[begin Records supplied]
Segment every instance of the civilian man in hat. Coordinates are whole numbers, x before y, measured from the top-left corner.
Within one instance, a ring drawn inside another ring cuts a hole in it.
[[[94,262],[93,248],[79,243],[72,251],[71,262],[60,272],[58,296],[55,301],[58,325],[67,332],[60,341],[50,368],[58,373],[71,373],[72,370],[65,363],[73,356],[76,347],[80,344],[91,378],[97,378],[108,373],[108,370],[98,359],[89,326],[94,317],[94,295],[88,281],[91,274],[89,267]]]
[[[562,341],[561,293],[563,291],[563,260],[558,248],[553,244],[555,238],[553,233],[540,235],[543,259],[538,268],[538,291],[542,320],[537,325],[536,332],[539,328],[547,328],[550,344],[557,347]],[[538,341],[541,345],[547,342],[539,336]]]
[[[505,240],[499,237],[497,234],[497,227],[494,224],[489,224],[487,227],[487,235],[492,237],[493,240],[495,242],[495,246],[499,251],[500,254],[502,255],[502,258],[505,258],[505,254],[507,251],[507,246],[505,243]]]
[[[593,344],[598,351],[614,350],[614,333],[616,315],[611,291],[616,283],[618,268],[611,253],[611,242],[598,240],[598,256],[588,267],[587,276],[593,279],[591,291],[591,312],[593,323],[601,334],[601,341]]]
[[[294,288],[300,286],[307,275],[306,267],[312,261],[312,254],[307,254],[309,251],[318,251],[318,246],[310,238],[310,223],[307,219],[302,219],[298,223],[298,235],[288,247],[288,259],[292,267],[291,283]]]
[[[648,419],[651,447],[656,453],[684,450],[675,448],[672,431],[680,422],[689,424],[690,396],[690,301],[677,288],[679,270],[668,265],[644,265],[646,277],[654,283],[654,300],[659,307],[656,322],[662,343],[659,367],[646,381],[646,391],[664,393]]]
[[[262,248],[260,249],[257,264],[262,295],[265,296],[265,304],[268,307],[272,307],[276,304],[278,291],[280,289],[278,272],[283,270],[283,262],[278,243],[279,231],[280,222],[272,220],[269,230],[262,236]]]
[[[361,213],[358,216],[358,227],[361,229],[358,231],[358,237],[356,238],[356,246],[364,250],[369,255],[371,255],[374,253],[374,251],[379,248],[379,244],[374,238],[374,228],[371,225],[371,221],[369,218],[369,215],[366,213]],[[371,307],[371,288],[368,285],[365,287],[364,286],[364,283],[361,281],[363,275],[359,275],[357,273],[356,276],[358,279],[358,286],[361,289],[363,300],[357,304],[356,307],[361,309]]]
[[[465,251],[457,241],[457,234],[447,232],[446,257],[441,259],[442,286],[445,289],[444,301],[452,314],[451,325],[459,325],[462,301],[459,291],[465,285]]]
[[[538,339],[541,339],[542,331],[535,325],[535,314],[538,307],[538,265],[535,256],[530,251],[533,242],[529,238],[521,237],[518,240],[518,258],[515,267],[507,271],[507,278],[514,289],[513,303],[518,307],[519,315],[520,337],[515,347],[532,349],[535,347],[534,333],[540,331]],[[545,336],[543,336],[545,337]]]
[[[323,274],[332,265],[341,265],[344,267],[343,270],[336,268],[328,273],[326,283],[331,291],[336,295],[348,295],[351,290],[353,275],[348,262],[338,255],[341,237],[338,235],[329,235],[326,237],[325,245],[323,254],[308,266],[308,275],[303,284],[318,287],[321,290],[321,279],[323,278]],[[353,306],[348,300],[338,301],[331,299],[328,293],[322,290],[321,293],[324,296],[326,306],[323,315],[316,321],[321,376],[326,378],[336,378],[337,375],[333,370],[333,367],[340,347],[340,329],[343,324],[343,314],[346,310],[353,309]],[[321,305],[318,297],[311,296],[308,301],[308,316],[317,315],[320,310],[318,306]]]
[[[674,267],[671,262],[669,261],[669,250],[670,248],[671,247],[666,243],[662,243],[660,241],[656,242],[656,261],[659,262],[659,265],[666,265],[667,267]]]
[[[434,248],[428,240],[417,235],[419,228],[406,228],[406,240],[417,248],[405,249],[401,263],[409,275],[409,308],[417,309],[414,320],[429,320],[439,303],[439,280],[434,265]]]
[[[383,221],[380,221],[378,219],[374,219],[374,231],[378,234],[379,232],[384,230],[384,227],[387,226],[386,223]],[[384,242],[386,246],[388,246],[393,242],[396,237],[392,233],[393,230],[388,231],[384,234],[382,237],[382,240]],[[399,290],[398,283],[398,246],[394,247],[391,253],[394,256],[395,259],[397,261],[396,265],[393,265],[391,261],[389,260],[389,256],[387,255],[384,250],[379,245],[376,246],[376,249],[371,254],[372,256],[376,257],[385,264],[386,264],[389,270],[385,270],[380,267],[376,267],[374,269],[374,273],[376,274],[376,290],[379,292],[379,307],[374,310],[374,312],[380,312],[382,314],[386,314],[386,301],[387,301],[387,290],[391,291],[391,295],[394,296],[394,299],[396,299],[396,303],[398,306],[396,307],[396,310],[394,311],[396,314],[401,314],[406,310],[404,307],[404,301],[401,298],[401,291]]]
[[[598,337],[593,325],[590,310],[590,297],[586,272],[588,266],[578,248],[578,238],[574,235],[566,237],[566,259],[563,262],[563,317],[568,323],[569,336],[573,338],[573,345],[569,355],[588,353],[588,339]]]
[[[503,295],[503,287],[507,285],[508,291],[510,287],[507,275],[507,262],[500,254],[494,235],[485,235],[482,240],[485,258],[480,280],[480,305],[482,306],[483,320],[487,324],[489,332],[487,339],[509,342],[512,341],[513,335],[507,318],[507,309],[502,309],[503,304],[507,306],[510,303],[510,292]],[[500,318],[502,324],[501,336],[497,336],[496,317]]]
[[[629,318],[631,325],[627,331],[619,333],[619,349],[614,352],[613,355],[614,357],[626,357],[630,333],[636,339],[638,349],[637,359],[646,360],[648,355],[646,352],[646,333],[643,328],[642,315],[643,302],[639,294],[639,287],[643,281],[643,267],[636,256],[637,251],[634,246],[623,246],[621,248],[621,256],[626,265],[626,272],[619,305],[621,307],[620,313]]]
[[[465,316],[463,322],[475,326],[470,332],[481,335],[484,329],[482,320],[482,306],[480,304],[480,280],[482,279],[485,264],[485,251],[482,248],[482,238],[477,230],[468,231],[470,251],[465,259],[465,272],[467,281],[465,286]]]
[end Records supplied]
Exercise prompt: Turn the data above into a numbered list, one item per line, leaving out any blank lines.

The output:
1. Segment every instance of the civilian man in hat. Coordinates are whole numbers, x before y, measured from the top-left corner.
2. Within one instance, a ring drawn inside another ring cuts a hole in it.
3. [[[94,262],[93,248],[79,243],[72,251],[71,262],[60,272],[58,296],[55,301],[58,325],[67,332],[60,341],[50,368],[58,373],[71,373],[72,370],[65,363],[73,356],[76,347],[80,344],[91,378],[97,378],[108,373],[108,370],[98,359],[89,326],[94,317],[94,295],[88,281],[91,274],[89,267]]]
4. [[[562,341],[561,293],[563,291],[563,260],[558,248],[553,244],[555,238],[553,233],[540,235],[543,259],[538,268],[538,291],[542,320],[537,325],[536,332],[539,328],[547,328],[550,344],[557,347]],[[538,341],[541,345],[547,342],[539,336]]]
5. [[[505,240],[499,237],[497,234],[497,227],[494,224],[489,224],[487,227],[487,235],[492,237],[493,240],[495,242],[495,246],[499,251],[500,254],[502,255],[502,258],[505,258],[505,254],[507,251],[507,246],[505,243]]]
6. [[[593,344],[598,351],[614,350],[614,333],[616,315],[611,291],[616,283],[618,268],[611,253],[611,242],[598,240],[598,256],[588,267],[587,276],[593,279],[591,291],[591,312],[593,323],[601,334],[601,341]]]
7. [[[294,288],[300,286],[307,275],[306,267],[312,261],[312,254],[307,254],[309,251],[318,251],[318,246],[310,238],[310,223],[307,219],[302,219],[298,223],[298,235],[288,247],[288,259],[292,267],[291,283]]]
8. [[[648,419],[651,447],[656,453],[684,450],[675,448],[672,431],[680,422],[689,424],[690,396],[690,301],[677,288],[679,270],[668,265],[644,265],[646,277],[654,283],[654,300],[659,307],[656,322],[662,343],[659,367],[646,381],[646,391],[664,393]]]
9. [[[262,248],[260,249],[257,264],[262,295],[265,296],[265,304],[268,307],[272,307],[276,304],[278,291],[280,289],[278,272],[283,270],[283,262],[278,243],[279,231],[280,222],[272,220],[269,230],[262,236]]]
10. [[[361,213],[358,216],[358,227],[361,229],[358,231],[358,237],[356,238],[356,246],[364,250],[369,255],[371,255],[374,253],[374,251],[379,248],[379,244],[374,238],[374,228],[371,225],[371,221],[369,218],[369,215],[366,213]],[[371,307],[371,288],[368,285],[365,287],[364,286],[364,283],[361,281],[363,275],[359,275],[357,273],[356,276],[358,279],[358,286],[361,289],[363,300],[357,304],[356,307],[361,309]]]
11. [[[465,251],[457,241],[457,234],[447,232],[446,257],[441,259],[442,286],[445,289],[444,301],[452,314],[451,325],[459,325],[462,301],[459,291],[465,285]]]
12. [[[538,339],[541,339],[542,331],[535,325],[535,314],[538,307],[538,265],[535,256],[530,251],[533,242],[529,238],[521,237],[518,240],[518,258],[515,267],[507,271],[507,278],[514,289],[513,303],[518,307],[519,315],[520,337],[515,347],[532,349],[535,347],[534,333],[540,331]],[[545,336],[543,336],[545,337]]]
13. [[[323,274],[332,265],[341,265],[344,267],[343,270],[336,268],[328,273],[326,283],[331,291],[336,295],[348,295],[351,290],[353,275],[348,262],[338,255],[341,237],[338,235],[329,235],[326,237],[325,245],[323,254],[308,266],[308,275],[303,284],[318,287],[321,290],[321,279],[323,278]],[[353,306],[348,300],[338,301],[331,299],[328,293],[322,290],[321,293],[324,296],[326,306],[323,315],[316,321],[321,376],[326,378],[336,378],[337,375],[333,370],[333,367],[340,347],[340,329],[343,324],[343,314],[346,310],[353,309]],[[321,305],[318,297],[311,296],[308,301],[308,316],[317,315],[320,310],[318,306]]]
14. [[[674,267],[671,262],[669,261],[669,250],[670,248],[671,247],[666,243],[662,243],[660,241],[656,242],[656,261],[659,262],[659,265],[666,265],[667,267]]]
15. [[[434,248],[428,240],[417,235],[419,228],[406,228],[406,240],[417,248],[405,249],[401,263],[409,275],[409,308],[417,309],[414,320],[429,320],[439,303],[439,280],[434,265]]]
16. [[[383,221],[380,221],[378,219],[374,219],[374,231],[378,234],[379,232],[384,230],[384,227],[387,226],[386,223]],[[384,242],[386,246],[388,246],[393,242],[396,237],[392,233],[393,230],[388,231],[384,234],[382,237],[382,240]],[[399,290],[398,283],[398,246],[394,247],[391,253],[394,256],[395,259],[397,261],[396,265],[393,265],[391,261],[389,260],[389,256],[387,255],[384,250],[379,245],[376,246],[376,249],[371,254],[372,256],[376,257],[385,264],[386,264],[389,270],[385,270],[380,267],[376,267],[374,269],[374,273],[376,274],[376,290],[379,292],[379,307],[374,310],[374,312],[380,312],[382,314],[386,314],[386,301],[387,301],[387,290],[391,291],[391,295],[394,296],[394,299],[396,299],[396,303],[398,306],[396,307],[396,310],[394,311],[396,314],[401,314],[406,310],[404,307],[404,301],[401,298],[401,291]]]
17. [[[598,337],[593,325],[590,310],[590,297],[586,272],[588,266],[578,248],[578,238],[574,235],[566,237],[566,259],[563,262],[563,317],[568,323],[569,336],[573,338],[573,345],[569,355],[588,353],[588,339]]]
18. [[[503,295],[503,287],[507,285],[508,291],[510,287],[507,275],[507,262],[500,254],[494,235],[485,235],[482,240],[485,258],[480,280],[480,305],[482,306],[483,320],[487,324],[489,332],[487,339],[509,342],[512,341],[513,335],[507,318],[507,309],[502,309],[503,304],[507,306],[510,303],[510,292]],[[500,318],[502,324],[501,336],[497,336],[496,317]]]
19. [[[629,318],[631,325],[627,331],[619,333],[619,349],[614,352],[613,355],[614,357],[626,357],[630,333],[636,339],[638,349],[637,359],[646,360],[648,355],[646,352],[646,333],[643,328],[642,315],[643,302],[639,294],[639,287],[643,281],[643,267],[636,256],[637,251],[634,246],[623,246],[621,248],[621,256],[626,265],[626,272],[619,305],[621,307],[620,313]]]
20. [[[465,316],[463,322],[475,326],[470,332],[481,335],[484,329],[482,320],[482,306],[480,304],[480,280],[482,279],[485,264],[485,251],[482,248],[482,238],[477,230],[468,231],[470,251],[465,259],[465,272],[467,281],[465,286]]]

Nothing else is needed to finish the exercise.